§ Texte fourni:
La moquerie a cela de particulier, qu’elle nuit essentiellement à ce qui est bon, mais point à ce qui est fort. La puissance a quelque chose d’âpre et de triomphant qui tue le ridicule ; d’ailleurs, les esprits frivoles respectent la prudence de la chair, selon l’expression d’un moraliste du seizième siècle ; et l’on est étonné de trouver toute la profondeur de l’intérêt personnel dans ces hommes qui semblaient incapables de suivre une idée ou un sentiment, quand il n’en pouvait rien résulter d’avantageux pour leurs calculs de fortune ou de vanité.

La frivolité d’esprit ne porte point à négliger les affaires de ce monde. On trouve, au contraire, une bien plus noble insouciance à cet égard dans les caractères sérieux que dans les hommes d’une nature légère ; car la légèreté de ceux-ci ne consiste le plus souvent qu’à dédaigner les idées générales, pour mieux s’occuper de ce qui ne concerne qu’eux-mêmes.

Il y a quelquefois de la méchanceté dans les gens d’esprit ; mais le génie est presque toujours plein de bonté. La méchanceté vient, non pas de ce qu’on a trop d’esprit, mais de ce qu’on n’en a pas assez. Si l’on pouvait parler sur les idées, on laisserait en paix les personnes ; si l’on se croyait assuré de l’emporter sur les autres par ses talents naturels, on ne chercherait pas à niveler le parterre sur lequel on veut dominer. Il y a des médiocrités d’âme déguisées en esprit piquant et malicieux ; mais la vraie supériorité est rayonnante de bons sentiments comme de hautes pensées.

§ Données fournies:
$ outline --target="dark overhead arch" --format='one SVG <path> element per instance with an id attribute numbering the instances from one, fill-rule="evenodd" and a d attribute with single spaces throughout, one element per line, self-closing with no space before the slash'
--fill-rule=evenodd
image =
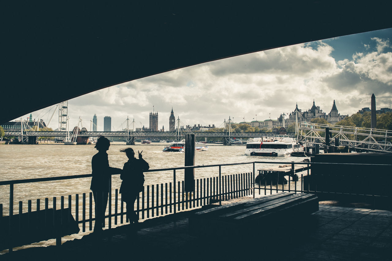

§ Consigne:
Recopiez le passage du texte sur la frivolité qui va de « La frivolité d’esprit » jusqu’à « ne concerne qu’eux-mêmes. » inclus, en y substituant « indifférence » à « insouciance ». Seul le texte doit servir de base au travail.

§ Réponse attendue:
La frivolité d’esprit ne porte point à négliger les affaires de ce monde. On trouve, au contraire, une bien plus noble indifférence à cet égard dans les caractères sérieux que dans les hommes d’une nature légère ; car la légèreté de ceux-ci ne consiste le plus souvent qu’à dédaigner les idées générales, pour mieux s’occuper de ce qui ne concerne qu’eux-mêmes.